### [Provided entries]
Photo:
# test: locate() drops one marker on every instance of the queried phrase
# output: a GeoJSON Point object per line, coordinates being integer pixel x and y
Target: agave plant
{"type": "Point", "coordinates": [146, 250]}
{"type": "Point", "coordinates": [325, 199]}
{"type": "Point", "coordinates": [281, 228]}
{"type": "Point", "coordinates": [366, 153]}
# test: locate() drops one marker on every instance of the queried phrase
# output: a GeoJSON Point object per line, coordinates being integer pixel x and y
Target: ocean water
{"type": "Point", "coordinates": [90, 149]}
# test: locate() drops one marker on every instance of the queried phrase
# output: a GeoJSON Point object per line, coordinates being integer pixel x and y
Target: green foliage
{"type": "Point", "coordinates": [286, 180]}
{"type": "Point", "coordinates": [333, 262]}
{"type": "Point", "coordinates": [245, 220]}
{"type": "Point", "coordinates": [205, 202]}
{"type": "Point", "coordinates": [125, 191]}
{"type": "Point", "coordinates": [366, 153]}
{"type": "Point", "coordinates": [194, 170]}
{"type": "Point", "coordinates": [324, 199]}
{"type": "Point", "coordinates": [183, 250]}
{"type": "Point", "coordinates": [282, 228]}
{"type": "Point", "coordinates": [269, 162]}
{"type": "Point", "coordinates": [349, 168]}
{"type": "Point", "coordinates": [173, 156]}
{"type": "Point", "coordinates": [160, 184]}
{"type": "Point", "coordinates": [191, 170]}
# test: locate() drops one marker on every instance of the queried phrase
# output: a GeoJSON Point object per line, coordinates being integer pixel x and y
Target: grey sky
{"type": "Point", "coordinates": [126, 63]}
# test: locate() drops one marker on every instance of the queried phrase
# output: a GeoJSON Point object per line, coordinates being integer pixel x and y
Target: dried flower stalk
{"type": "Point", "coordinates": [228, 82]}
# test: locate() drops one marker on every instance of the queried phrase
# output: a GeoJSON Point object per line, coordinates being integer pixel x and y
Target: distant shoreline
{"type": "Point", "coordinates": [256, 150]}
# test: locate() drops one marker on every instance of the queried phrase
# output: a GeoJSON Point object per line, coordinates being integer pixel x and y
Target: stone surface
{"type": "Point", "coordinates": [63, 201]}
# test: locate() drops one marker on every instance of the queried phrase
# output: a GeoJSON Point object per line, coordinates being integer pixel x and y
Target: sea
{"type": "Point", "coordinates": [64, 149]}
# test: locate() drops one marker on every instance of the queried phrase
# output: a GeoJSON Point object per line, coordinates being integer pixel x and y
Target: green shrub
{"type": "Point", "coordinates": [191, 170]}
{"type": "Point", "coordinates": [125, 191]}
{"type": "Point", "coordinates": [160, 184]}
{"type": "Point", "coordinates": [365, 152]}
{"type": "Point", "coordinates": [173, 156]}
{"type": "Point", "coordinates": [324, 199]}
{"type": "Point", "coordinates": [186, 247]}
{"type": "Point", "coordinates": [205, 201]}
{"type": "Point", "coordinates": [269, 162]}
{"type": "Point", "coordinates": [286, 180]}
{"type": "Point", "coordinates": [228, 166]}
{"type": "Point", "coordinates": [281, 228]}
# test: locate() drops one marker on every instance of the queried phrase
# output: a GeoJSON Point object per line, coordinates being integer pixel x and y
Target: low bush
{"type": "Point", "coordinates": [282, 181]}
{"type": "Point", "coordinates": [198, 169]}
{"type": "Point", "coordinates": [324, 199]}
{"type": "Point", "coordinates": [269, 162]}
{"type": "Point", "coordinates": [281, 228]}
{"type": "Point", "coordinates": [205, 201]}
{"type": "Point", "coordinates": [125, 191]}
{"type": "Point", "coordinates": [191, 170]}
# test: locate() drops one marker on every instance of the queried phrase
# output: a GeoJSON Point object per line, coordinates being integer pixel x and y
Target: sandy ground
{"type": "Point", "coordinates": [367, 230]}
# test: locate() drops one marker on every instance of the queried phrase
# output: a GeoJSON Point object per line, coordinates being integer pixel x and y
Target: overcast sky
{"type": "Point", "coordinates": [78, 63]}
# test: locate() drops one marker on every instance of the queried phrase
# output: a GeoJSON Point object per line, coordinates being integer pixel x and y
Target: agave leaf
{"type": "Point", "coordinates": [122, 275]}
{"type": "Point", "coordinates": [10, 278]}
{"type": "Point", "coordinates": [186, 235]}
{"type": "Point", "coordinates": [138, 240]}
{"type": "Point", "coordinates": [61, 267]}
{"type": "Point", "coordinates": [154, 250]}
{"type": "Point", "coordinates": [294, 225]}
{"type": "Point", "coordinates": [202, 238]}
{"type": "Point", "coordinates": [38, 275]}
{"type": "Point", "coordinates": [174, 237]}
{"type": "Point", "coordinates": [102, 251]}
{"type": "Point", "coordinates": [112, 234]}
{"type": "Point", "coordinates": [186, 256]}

### [Stated task]
Copy out the full listing exactly.

### [Answer below]
Photo:
# test: locate() drops one marker on every instance of the queried phrase
# output: a GeoJSON Point object per line, coordinates being integer pixel x and y
Target: agave plant
{"type": "Point", "coordinates": [146, 250]}
{"type": "Point", "coordinates": [325, 199]}
{"type": "Point", "coordinates": [281, 228]}
{"type": "Point", "coordinates": [366, 153]}
# test: locate() drops one marker on every instance of the queried phrase
# output: a GeoJSON Point object per line, coordinates being integer pixel x and y
Target: ocean water
{"type": "Point", "coordinates": [90, 149]}
# test: locate() drops one marker on every instance of the queried phrase
# output: a GeoJSON Point object per line, coordinates being integer pixel x and y
Target: green foliage
{"type": "Point", "coordinates": [286, 180]}
{"type": "Point", "coordinates": [333, 262]}
{"type": "Point", "coordinates": [245, 220]}
{"type": "Point", "coordinates": [205, 202]}
{"type": "Point", "coordinates": [125, 191]}
{"type": "Point", "coordinates": [366, 153]}
{"type": "Point", "coordinates": [194, 170]}
{"type": "Point", "coordinates": [324, 199]}
{"type": "Point", "coordinates": [183, 250]}
{"type": "Point", "coordinates": [282, 228]}
{"type": "Point", "coordinates": [269, 162]}
{"type": "Point", "coordinates": [349, 168]}
{"type": "Point", "coordinates": [173, 156]}
{"type": "Point", "coordinates": [160, 184]}
{"type": "Point", "coordinates": [191, 170]}
# test: locate() drops one marker on every instance of the queried phrase
# output: a GeoJSON Point object per line, coordinates being integer pixel x and y
Target: grey sky
{"type": "Point", "coordinates": [126, 63]}
# test: locate() drops one marker on every instance of the queried phrase
# output: a GeoJSON Point object per line, coordinates being integer pixel x and y
Target: dried flower stalk
{"type": "Point", "coordinates": [228, 82]}
# test: locate() drops one marker on every instance of the queried phrase
# output: a GeoJSON Point object per line, coordinates being integer pixel x and y
Target: distant shoreline
{"type": "Point", "coordinates": [256, 150]}
# test: locate() drops one marker on every instance of the queried phrase
# output: a GeoJSON Point object per line, coordinates being integer pixel x and y
Target: stone surface
{"type": "Point", "coordinates": [63, 201]}
# test: locate() drops one marker on every instance of the queried phrase
# output: a GeoJSON Point object per line, coordinates being integer pixel x and y
Target: sea
{"type": "Point", "coordinates": [64, 149]}
# test: locate() drops one marker on every instance of the queried phrase
# output: a GeoJSON Point object per line, coordinates being integer pixel x and y
Target: green shrub
{"type": "Point", "coordinates": [191, 170]}
{"type": "Point", "coordinates": [125, 191]}
{"type": "Point", "coordinates": [160, 184]}
{"type": "Point", "coordinates": [365, 152]}
{"type": "Point", "coordinates": [173, 156]}
{"type": "Point", "coordinates": [324, 199]}
{"type": "Point", "coordinates": [186, 247]}
{"type": "Point", "coordinates": [205, 201]}
{"type": "Point", "coordinates": [269, 162]}
{"type": "Point", "coordinates": [286, 180]}
{"type": "Point", "coordinates": [228, 166]}
{"type": "Point", "coordinates": [281, 228]}
# test: locate() drops one marker on every instance of the queried phrase
# output: a GeoJSON Point object per line, coordinates being integer pixel x and y
Target: low bush
{"type": "Point", "coordinates": [282, 181]}
{"type": "Point", "coordinates": [198, 169]}
{"type": "Point", "coordinates": [324, 199]}
{"type": "Point", "coordinates": [269, 162]}
{"type": "Point", "coordinates": [281, 228]}
{"type": "Point", "coordinates": [205, 201]}
{"type": "Point", "coordinates": [125, 191]}
{"type": "Point", "coordinates": [191, 170]}
# test: locate() drops one marker on every instance of the queried phrase
# output: a GeoJSON Point object per line, coordinates being integer pixel x and y
Target: sandy ground
{"type": "Point", "coordinates": [367, 230]}
# test: locate() drops one marker on every instance of the queried phrase
# output: a GeoJSON Point object per line, coordinates being integer pixel x and y
Target: overcast sky
{"type": "Point", "coordinates": [78, 63]}
# test: locate() drops one marker on every instance of the queried phrase
# output: a GeoJSON Point object per line, coordinates being integer pixel x and y
Target: agave leaf
{"type": "Point", "coordinates": [122, 275]}
{"type": "Point", "coordinates": [10, 278]}
{"type": "Point", "coordinates": [186, 235]}
{"type": "Point", "coordinates": [138, 240]}
{"type": "Point", "coordinates": [61, 267]}
{"type": "Point", "coordinates": [154, 250]}
{"type": "Point", "coordinates": [294, 225]}
{"type": "Point", "coordinates": [202, 238]}
{"type": "Point", "coordinates": [38, 275]}
{"type": "Point", "coordinates": [174, 237]}
{"type": "Point", "coordinates": [102, 251]}
{"type": "Point", "coordinates": [112, 234]}
{"type": "Point", "coordinates": [186, 256]}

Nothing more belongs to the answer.